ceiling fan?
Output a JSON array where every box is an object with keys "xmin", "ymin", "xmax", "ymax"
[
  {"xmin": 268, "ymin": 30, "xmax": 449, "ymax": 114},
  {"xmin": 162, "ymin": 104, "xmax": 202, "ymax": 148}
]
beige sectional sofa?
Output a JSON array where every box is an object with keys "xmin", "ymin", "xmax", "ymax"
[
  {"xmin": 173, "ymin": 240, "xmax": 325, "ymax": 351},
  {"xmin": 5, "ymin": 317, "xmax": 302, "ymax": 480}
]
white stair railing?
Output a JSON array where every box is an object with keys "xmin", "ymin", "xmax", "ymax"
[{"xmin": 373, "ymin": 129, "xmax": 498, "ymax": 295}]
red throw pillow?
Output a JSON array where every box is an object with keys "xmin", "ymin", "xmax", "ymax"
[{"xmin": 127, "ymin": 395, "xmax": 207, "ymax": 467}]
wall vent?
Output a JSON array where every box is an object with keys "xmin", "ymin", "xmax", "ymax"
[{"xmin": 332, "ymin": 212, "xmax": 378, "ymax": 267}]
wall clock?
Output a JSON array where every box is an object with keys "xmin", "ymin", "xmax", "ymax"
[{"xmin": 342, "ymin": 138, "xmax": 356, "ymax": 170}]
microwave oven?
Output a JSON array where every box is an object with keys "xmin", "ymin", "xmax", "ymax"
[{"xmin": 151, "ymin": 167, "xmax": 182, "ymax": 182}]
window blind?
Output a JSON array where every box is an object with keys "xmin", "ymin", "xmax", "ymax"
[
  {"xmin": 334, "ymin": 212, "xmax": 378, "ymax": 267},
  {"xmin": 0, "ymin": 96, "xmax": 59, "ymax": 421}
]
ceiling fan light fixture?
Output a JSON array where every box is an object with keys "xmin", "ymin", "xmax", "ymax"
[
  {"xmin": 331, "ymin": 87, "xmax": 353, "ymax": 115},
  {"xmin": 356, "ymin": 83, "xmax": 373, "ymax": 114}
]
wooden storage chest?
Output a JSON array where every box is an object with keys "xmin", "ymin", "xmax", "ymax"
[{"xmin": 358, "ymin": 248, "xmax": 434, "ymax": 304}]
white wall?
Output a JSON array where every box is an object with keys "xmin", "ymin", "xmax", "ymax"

··········

■ What you need to do: Shift every bounding box coordinate in the answers up by 137, and write out again all lines starting with the line with "window blind?" and going on through the end of the rows. Include each line that is not an answer, unchanged.

■ Response below:
window blind?
Output a JSON array where every box is an object with keys "xmin", "ymin", "xmax", "ymax"
[
  {"xmin": 471, "ymin": 349, "xmax": 515, "ymax": 404},
  {"xmin": 137, "ymin": 233, "xmax": 196, "ymax": 558}
]
ceiling fan light fixture?
Output a JSON array where every box is an object with keys "xmin", "ymin", "xmax", "ymax"
[
  {"xmin": 468, "ymin": 224, "xmax": 490, "ymax": 252},
  {"xmin": 493, "ymin": 220, "xmax": 510, "ymax": 251}
]
wooden storage chest?
Output a JSON array where every box is an object with keys "xmin", "ymin", "xmax", "ymax"
[{"xmin": 495, "ymin": 385, "xmax": 571, "ymax": 441}]
white wall?
Output a JSON array where every box is an object with keys "xmin", "ymin", "xmax", "ymax"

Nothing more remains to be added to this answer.